Stored records
··········

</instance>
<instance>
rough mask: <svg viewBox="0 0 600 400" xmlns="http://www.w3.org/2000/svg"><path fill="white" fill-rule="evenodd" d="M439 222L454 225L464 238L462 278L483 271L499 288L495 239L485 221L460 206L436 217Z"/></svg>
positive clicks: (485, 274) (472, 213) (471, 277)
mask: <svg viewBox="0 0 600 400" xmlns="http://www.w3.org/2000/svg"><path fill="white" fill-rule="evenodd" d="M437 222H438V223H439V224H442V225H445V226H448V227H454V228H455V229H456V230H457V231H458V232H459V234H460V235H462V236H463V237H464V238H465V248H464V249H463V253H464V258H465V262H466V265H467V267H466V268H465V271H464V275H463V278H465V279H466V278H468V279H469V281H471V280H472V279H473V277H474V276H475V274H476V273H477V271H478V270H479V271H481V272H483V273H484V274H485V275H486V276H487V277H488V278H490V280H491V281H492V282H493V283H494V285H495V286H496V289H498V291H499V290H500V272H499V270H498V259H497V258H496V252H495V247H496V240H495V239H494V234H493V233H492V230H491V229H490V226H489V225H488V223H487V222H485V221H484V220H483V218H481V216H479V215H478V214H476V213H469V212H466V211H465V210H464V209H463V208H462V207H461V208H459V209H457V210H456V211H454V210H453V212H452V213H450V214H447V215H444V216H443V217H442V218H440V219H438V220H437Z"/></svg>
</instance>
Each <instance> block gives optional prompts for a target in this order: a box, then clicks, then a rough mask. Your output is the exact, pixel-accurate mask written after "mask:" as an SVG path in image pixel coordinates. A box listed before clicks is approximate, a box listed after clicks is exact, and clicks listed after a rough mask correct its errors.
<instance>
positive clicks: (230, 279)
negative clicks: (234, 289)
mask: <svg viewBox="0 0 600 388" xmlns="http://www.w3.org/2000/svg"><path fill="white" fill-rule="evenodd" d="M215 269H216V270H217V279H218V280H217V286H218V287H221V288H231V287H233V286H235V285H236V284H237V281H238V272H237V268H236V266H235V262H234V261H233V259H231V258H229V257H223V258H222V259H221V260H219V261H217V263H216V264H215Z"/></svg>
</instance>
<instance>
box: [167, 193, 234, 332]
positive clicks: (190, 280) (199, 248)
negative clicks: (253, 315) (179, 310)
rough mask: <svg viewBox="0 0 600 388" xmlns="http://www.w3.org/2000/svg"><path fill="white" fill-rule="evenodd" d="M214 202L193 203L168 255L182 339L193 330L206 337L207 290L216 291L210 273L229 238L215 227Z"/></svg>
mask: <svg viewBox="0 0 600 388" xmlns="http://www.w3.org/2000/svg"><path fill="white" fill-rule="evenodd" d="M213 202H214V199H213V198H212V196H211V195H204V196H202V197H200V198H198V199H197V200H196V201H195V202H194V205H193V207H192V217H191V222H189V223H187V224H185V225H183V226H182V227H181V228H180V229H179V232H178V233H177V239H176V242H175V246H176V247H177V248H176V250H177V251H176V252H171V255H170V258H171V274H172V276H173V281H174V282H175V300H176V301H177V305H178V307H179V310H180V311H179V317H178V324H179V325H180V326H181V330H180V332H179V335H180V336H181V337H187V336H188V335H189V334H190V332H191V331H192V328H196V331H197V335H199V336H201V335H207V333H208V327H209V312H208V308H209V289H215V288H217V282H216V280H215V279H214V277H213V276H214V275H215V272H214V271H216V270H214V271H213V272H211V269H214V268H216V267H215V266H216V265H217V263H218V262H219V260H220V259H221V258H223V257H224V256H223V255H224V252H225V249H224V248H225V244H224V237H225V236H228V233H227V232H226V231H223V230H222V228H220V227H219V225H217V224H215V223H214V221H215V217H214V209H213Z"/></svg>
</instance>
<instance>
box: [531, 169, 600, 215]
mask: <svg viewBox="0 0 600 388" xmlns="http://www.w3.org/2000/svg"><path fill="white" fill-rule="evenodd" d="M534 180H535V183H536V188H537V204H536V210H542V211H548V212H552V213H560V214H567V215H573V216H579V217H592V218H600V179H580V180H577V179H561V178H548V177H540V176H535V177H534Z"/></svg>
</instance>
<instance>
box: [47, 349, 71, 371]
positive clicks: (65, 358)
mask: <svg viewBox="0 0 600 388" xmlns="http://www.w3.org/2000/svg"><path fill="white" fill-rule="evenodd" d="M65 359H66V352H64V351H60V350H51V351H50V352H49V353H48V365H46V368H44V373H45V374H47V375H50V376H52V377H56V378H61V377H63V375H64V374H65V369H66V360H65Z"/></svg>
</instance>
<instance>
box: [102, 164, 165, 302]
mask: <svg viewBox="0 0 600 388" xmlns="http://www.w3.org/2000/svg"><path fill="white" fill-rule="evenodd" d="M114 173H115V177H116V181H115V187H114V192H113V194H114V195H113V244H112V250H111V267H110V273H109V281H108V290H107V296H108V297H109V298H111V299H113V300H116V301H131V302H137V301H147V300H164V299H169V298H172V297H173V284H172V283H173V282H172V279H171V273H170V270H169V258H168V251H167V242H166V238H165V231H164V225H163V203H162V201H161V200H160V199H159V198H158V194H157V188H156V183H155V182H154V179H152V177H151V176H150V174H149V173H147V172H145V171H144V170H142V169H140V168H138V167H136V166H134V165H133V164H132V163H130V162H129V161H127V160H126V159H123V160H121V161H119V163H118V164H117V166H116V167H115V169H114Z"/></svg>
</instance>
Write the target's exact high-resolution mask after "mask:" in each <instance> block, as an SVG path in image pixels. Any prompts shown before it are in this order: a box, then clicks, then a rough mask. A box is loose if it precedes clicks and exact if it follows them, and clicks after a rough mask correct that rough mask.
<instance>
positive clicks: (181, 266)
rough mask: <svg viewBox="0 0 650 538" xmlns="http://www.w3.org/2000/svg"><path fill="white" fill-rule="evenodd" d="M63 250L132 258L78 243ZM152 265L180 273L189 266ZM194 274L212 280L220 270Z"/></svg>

··········

_Task to complete_: State how many lines of the records contain the string "before", with case counting. Reply with the number alone.

_Result below_: 2